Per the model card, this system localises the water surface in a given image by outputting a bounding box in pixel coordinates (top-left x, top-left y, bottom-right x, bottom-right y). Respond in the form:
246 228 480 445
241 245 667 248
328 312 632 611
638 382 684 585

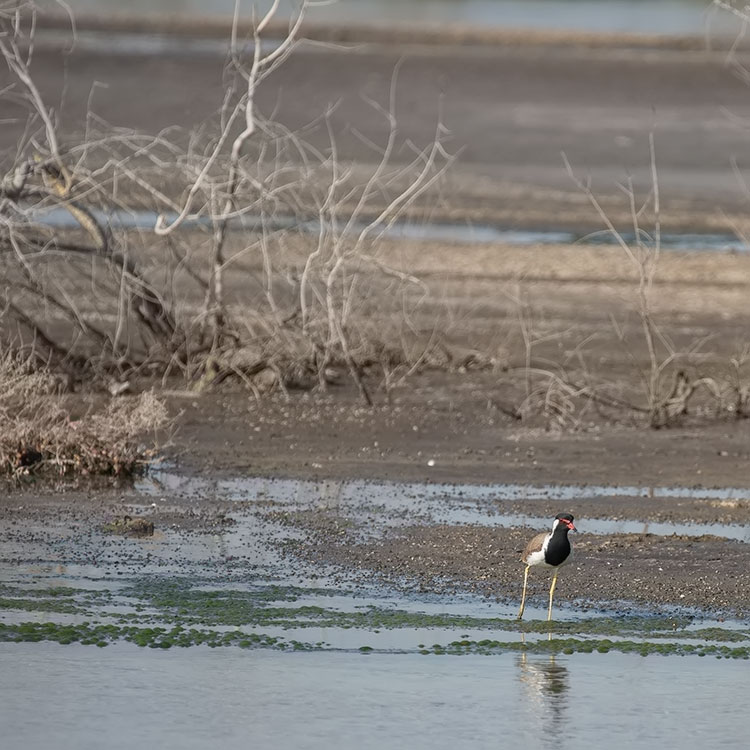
0 644 748 750
42 0 736 35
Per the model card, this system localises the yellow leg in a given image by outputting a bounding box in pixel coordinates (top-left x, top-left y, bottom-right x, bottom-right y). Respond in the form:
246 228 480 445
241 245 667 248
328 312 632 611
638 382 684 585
547 568 559 622
518 565 530 620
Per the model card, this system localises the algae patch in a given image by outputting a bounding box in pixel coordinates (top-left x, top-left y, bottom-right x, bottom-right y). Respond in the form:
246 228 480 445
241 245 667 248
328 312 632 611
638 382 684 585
0 577 750 659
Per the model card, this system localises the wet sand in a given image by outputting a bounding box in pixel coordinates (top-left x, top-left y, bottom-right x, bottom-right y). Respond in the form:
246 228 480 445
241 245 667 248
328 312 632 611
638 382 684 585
8 29 750 231
0 25 750 614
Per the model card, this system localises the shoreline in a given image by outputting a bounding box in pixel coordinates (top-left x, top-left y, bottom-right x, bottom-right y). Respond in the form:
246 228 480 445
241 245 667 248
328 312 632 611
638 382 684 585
38 13 750 52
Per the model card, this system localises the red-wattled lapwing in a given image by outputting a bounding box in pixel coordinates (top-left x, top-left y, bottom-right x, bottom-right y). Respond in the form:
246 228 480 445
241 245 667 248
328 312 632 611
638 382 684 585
518 513 576 621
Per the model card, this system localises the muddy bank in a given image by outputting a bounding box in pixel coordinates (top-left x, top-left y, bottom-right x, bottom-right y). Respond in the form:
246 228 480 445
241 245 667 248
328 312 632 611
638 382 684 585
276 516 750 618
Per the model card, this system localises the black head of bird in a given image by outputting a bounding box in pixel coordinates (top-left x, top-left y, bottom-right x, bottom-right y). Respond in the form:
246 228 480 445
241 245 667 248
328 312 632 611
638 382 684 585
518 513 577 621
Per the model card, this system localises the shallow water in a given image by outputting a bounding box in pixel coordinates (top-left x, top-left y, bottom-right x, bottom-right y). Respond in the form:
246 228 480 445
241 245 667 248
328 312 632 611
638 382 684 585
0 471 750 750
138 471 750 543
0 644 747 750
31 208 748 253
47 0 748 35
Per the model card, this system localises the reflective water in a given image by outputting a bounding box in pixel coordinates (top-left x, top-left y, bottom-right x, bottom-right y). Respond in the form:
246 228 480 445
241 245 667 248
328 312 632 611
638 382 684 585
0 470 750 750
0 643 747 750
41 0 734 35
31 208 748 252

To be done
Extract every line above verbatim, leaving the pictures out of your answer.

Output of the task
Per the model card, this system localises the water surface in a given image by outputting a bounding box in pixel coordinates (top-left x, top-left y, bottom-right x, bottom-right y). Respond in the form:
246 228 480 445
241 245 667 248
328 312 632 611
638 382 684 585

0 644 748 750
42 0 736 35
Per the model card, this system localises the yellow leg in a given image by outputting a bounding box in pixel coordinates (top-left x, top-left y, bottom-right x, bottom-right y). Respond in the form:
246 228 480 445
241 245 667 248
328 312 632 611
638 382 684 585
547 568 559 622
518 565 530 620
Per the model card, this system localises the algae patch in a given image by outputting a bounding box in pixel coordinates (top-left x, top-left y, bottom-right x, bottom-right y). Respond in the form:
246 228 480 445
241 245 667 248
328 312 632 611
638 382 684 585
0 577 750 659
Per the model card, this system localises the wet sand in a given image by outputting a bounding box in pixel coordinates (top-left x, top-left y, bottom-right x, bottom-right y). Respond in the form:
246 228 480 445
241 245 667 248
328 312 632 611
638 382 684 585
8 29 750 231
0 25 750 614
Per the model card, this system localises the shoreline in a given image by outputting a bounding box in pixel coordinates (top-left x, top-left y, bottom-right x, bottom-right y). Respond in the form:
246 228 480 445
241 245 667 248
328 312 632 611
638 382 684 585
38 13 750 52
Per the model card, this system localises the red-wattled lapwing in a given image by outputting a bounding box in pixel coordinates (top-left x, top-left y, bottom-right x, bottom-right y). Respond in the form:
246 228 480 445
241 245 667 248
328 312 632 611
638 382 684 585
518 513 576 621
Per the model card, this system localises the muddy bank in a given image by outputting a bounding box in pixel coordinates (top-left x, top-left y, bottom-right x, bottom-right y). Respond in the form:
246 228 480 445
241 245 667 248
328 312 632 611
638 382 684 585
276 516 750 618
Per the model card, this system localises the black head of bird in a given image by outputting a bounding box in pixel coordinates (top-left x, top-left y, bottom-right x, bottom-right y). Respond in the form:
246 228 480 445
241 245 667 248
328 312 632 611
638 382 684 585
518 513 577 621
Per the model card, this system localises the shallow water in a given image by outputting a bounding box in pixel coordinates (top-left x, top-left y, bottom-right x, bottom-right y). Respond in the form:
246 228 480 445
241 245 667 248
328 312 632 611
638 382 684 585
0 471 750 750
138 471 750 543
0 644 747 750
31 208 748 253
47 0 748 35
Per the model card, this system localises the reflective water in a given image by outputting a bounding box in pixel coordinates (top-left x, top-left y, bottom-right x, bottom-right y). Respond in the form:
246 228 480 445
241 245 667 248
328 312 632 611
638 382 684 585
0 470 750 750
0 643 747 750
41 0 734 35
31 208 748 252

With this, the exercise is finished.